Excerpted records:
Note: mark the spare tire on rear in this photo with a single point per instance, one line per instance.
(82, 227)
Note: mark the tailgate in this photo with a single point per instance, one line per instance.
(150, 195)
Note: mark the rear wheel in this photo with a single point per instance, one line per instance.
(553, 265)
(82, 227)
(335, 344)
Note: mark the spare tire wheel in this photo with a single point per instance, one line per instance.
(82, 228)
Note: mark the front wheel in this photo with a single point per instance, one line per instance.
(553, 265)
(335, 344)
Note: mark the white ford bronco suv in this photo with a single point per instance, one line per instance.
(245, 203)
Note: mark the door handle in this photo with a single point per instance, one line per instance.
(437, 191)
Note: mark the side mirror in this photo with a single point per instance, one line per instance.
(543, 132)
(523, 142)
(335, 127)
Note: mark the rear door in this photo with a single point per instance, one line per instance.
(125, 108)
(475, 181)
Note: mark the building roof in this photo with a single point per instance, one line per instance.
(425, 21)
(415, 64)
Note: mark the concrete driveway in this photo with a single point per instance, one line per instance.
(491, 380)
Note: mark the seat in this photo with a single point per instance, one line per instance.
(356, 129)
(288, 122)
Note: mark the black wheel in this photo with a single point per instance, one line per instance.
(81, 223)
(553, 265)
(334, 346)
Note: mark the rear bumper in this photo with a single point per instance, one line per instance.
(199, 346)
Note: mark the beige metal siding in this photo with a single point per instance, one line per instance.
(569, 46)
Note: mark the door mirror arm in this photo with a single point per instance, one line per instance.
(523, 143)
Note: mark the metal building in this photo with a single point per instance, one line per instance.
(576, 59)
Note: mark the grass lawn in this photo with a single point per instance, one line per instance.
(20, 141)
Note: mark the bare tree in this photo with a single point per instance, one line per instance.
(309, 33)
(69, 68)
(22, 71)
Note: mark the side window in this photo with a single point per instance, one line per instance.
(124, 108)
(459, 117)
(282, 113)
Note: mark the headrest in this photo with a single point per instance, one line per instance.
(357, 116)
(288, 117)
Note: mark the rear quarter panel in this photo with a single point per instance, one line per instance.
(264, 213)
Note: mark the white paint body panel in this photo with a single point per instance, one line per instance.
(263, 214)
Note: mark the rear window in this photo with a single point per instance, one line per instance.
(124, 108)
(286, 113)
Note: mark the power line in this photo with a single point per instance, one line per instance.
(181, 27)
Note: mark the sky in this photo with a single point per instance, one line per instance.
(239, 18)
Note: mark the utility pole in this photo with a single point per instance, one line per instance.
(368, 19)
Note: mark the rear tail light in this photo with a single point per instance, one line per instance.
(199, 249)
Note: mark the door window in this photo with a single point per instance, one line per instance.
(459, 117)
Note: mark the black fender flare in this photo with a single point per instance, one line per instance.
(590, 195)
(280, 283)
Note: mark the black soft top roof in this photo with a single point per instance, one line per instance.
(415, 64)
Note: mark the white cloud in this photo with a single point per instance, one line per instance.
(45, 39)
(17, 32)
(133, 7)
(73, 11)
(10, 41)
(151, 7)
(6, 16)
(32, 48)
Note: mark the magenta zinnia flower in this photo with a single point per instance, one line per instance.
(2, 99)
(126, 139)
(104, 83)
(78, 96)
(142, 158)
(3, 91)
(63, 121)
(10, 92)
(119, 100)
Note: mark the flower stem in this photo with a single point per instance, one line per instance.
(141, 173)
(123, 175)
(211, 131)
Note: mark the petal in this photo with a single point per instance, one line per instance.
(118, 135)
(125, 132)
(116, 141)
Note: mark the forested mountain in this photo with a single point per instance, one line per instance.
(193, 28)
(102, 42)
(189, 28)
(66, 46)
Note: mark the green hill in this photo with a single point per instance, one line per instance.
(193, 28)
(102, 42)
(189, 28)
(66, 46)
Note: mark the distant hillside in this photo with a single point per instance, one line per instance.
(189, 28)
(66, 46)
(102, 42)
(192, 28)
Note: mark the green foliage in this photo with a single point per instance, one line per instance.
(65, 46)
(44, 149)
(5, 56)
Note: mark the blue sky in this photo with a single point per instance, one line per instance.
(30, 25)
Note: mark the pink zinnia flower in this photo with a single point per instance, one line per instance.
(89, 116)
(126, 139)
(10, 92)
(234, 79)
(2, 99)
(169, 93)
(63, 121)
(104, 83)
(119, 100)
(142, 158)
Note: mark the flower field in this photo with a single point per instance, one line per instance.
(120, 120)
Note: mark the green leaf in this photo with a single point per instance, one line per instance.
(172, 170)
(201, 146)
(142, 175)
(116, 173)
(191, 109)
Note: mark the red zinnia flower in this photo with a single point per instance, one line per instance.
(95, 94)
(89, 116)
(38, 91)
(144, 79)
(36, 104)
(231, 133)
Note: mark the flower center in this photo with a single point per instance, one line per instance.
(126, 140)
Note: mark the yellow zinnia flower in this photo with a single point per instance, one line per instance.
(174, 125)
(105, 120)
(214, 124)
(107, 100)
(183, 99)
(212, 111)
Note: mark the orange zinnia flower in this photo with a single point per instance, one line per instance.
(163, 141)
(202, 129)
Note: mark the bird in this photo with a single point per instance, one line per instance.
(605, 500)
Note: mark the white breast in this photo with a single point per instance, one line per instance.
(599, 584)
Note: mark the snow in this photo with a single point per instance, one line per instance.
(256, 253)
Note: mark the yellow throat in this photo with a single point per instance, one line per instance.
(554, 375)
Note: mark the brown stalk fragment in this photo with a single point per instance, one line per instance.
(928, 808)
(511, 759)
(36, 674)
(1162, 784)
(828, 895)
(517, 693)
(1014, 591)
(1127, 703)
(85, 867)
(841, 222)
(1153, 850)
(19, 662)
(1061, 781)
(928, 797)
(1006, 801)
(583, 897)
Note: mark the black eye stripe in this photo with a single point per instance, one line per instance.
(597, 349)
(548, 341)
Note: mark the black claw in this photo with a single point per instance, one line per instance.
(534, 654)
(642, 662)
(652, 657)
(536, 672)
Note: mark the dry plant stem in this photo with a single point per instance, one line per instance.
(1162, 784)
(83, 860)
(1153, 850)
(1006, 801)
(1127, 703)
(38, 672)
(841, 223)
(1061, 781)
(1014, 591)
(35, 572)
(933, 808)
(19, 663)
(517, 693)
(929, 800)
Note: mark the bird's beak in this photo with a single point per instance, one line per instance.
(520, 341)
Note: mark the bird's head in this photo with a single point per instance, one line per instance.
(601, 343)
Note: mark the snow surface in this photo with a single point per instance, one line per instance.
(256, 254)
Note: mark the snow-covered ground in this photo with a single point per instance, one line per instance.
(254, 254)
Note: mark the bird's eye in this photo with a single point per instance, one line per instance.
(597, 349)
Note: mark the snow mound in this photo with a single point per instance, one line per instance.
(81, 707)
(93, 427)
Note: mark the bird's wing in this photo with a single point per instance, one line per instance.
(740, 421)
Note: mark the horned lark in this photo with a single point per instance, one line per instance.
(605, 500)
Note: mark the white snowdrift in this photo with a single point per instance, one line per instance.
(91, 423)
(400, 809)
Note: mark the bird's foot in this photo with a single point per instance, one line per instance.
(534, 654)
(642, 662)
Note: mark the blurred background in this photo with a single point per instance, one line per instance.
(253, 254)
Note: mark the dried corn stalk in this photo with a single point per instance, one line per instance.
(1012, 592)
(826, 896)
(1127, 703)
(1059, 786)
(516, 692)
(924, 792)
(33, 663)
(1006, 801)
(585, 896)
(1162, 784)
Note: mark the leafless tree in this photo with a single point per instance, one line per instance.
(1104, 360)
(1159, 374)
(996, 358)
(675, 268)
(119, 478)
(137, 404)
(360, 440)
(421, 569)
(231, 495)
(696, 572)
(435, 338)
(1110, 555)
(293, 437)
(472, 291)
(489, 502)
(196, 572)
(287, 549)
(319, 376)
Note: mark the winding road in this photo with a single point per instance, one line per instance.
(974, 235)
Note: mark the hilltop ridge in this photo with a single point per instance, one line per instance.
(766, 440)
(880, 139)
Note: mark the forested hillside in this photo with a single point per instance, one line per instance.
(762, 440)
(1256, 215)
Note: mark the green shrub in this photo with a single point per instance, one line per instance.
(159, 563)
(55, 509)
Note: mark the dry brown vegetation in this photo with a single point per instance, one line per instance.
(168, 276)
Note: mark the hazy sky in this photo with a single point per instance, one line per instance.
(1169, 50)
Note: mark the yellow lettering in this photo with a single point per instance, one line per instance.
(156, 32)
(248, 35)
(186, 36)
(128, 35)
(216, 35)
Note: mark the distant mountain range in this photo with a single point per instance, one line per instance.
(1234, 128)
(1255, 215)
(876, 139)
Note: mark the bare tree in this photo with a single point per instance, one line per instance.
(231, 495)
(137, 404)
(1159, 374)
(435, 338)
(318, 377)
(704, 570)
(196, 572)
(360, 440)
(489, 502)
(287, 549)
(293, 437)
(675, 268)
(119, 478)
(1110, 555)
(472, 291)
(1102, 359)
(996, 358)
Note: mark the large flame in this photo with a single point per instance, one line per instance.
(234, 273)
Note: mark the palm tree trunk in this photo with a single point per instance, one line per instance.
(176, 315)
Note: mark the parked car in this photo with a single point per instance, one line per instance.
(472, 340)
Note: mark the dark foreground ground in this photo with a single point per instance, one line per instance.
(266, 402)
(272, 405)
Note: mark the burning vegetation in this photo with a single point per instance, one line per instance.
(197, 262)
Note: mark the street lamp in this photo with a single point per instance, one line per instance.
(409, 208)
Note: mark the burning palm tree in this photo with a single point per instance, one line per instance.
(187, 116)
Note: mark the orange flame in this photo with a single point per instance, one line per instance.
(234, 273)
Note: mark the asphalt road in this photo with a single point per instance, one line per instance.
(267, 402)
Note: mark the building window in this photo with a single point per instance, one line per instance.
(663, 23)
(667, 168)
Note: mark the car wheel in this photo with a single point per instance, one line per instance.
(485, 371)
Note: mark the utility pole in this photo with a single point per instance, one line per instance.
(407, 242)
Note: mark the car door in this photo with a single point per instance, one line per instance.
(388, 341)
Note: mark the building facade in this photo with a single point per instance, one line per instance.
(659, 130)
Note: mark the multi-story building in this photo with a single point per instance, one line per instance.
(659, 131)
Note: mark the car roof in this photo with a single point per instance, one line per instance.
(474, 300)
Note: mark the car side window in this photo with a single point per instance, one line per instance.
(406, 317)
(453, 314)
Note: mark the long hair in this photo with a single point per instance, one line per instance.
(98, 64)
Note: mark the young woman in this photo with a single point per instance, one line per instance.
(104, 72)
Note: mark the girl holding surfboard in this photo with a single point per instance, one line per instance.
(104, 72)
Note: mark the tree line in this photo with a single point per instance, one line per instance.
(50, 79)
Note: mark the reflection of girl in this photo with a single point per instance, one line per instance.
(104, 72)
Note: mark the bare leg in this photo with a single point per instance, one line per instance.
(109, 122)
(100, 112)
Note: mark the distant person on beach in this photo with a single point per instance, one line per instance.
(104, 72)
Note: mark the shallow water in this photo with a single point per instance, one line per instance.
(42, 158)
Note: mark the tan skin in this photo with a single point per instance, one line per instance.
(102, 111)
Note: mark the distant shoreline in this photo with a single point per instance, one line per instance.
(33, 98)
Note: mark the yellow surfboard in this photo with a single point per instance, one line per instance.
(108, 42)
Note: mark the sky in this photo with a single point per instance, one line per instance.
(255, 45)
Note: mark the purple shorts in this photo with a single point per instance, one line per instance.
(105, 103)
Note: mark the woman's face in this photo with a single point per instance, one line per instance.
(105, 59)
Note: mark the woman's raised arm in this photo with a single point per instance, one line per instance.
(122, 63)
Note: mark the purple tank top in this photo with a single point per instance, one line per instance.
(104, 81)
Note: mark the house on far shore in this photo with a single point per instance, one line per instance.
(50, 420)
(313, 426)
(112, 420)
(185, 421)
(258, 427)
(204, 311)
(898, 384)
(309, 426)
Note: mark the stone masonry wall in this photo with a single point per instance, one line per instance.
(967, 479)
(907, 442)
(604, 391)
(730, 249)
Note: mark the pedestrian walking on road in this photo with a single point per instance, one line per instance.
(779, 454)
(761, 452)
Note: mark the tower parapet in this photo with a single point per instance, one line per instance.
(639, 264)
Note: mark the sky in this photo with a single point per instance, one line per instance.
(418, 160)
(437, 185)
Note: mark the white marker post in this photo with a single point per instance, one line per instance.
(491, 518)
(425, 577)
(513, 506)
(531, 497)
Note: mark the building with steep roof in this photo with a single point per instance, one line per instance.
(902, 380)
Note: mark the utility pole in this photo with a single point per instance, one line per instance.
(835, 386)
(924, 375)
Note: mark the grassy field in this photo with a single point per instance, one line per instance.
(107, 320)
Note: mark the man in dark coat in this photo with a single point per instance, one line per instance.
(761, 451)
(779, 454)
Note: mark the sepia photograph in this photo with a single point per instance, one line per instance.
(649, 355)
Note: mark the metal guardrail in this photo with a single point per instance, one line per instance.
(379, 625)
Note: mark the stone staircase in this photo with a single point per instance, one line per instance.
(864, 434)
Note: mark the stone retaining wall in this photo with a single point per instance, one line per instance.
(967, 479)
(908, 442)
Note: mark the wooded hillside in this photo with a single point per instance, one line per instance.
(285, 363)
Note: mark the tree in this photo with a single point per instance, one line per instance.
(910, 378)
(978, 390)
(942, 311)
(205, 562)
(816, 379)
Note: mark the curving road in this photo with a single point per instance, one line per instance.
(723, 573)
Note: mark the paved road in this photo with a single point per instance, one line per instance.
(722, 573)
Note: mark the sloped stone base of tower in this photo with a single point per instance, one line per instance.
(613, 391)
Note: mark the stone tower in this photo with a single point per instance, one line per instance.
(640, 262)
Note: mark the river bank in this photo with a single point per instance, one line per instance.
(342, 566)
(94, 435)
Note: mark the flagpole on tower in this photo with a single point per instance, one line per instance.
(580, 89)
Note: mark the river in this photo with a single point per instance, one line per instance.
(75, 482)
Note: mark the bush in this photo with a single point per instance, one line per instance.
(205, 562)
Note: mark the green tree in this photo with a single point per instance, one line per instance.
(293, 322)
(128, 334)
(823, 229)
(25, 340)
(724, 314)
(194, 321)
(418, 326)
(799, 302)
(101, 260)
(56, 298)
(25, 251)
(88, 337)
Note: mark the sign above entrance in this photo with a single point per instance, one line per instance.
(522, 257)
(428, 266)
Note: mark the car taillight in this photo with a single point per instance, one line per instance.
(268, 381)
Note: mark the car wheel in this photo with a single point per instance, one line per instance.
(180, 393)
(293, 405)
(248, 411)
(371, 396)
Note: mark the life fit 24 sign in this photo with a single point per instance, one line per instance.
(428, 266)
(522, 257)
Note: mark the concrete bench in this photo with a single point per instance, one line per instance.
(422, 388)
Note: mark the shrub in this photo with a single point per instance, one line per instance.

Exercise details: The expected output is the exact run of lines from the line with "Note: mark the bush" through the last line of the material above.

Expected answer:
Note: mark the bush in this photo with a single point per instance, one line per instance.
(205, 562)
Note: mark the green tree in this photo with a single point per instance, one line per instance.
(293, 322)
(128, 334)
(823, 229)
(25, 340)
(724, 314)
(194, 321)
(418, 326)
(799, 302)
(101, 260)
(56, 298)
(25, 251)
(88, 337)
Note: mark the sign above entrance in this photo with a single point per instance, one line per instance.
(522, 257)
(428, 266)
Note: mark the car taillight in this photo with a single point per instance, one line per instance.
(268, 381)
Note: mark the car wheel in this photo with a single point per instance, one line per instance.
(180, 393)
(293, 405)
(248, 411)
(371, 396)
Note: mark the life fit 24 sign in this photo with a single point per instance, one line per instance.
(428, 266)
(522, 257)
Note: mark the concrete bench in this photo with a single point per instance, one line per instance.
(422, 388)
Note: mark the shrub in this photo with a single point per instance, one line per instance.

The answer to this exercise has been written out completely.